_Text block_
****************************************
Term used in reference to the Portuguese and Spanish soldiers, explorers, and adventurers who brought much of the Americas under the control of the kingdoms of Spain and Portugal from the late 15th century through the 17th century. Meaning literally “the conqueror,” the term “conquistador” referenced the kinship that the Spanish explorers felt with those who had accomplished the reconquista (“reconquest”) of Spain from Muslim Moorish control in 1492. Many conquistadors were initially poor, as tradition prohibited Spanish noblemen from engaging in manual work. Some were escaping the religious prosecution of the Spanish Inquisition. Areas in the New World that came under Spanish and Portuguese control included Mexico, most of South and Central America, parts of the Caribbean, and much of the present-day United States.
****************************************
_Dataset content_
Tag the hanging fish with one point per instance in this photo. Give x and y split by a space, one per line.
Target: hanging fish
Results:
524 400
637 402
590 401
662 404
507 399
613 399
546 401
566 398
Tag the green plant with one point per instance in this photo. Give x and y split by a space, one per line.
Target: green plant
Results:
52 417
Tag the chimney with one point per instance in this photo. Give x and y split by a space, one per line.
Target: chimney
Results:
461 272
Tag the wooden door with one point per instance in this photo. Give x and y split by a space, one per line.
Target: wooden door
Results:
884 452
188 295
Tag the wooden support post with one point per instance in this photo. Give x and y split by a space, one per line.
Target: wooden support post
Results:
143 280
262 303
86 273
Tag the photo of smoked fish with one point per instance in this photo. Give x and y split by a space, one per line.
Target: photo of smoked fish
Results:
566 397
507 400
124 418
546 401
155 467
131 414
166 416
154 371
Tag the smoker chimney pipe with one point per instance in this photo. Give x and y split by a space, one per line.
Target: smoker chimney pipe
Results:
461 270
****************************************
_Directive_
Reproduce the conquistador text word for word, from "Term used in" up to and including "present-day United States.".

_The reply_
Term used in reference to the Portuguese and Spanish soldiers, explorers, and adventurers who brought much of the Americas under the control of the kingdoms of Spain and Portugal from the late 15th century through the 17th century. Meaning literally “the conqueror,” the term “conquistador” referenced the kinship that the Spanish explorers felt with those who had accomplished the reconquista (“reconquest”) of Spain from Muslim Moorish control in 1492. Many conquistadors were initially poor, as tradition prohibited Spanish noblemen from engaging in manual work. Some were escaping the religious prosecution of the Spanish Inquisition. Areas in the New World that came under Spanish and Portuguese control included Mexico, most of South and Central America, parts of the Caribbean, and much of the present-day United States.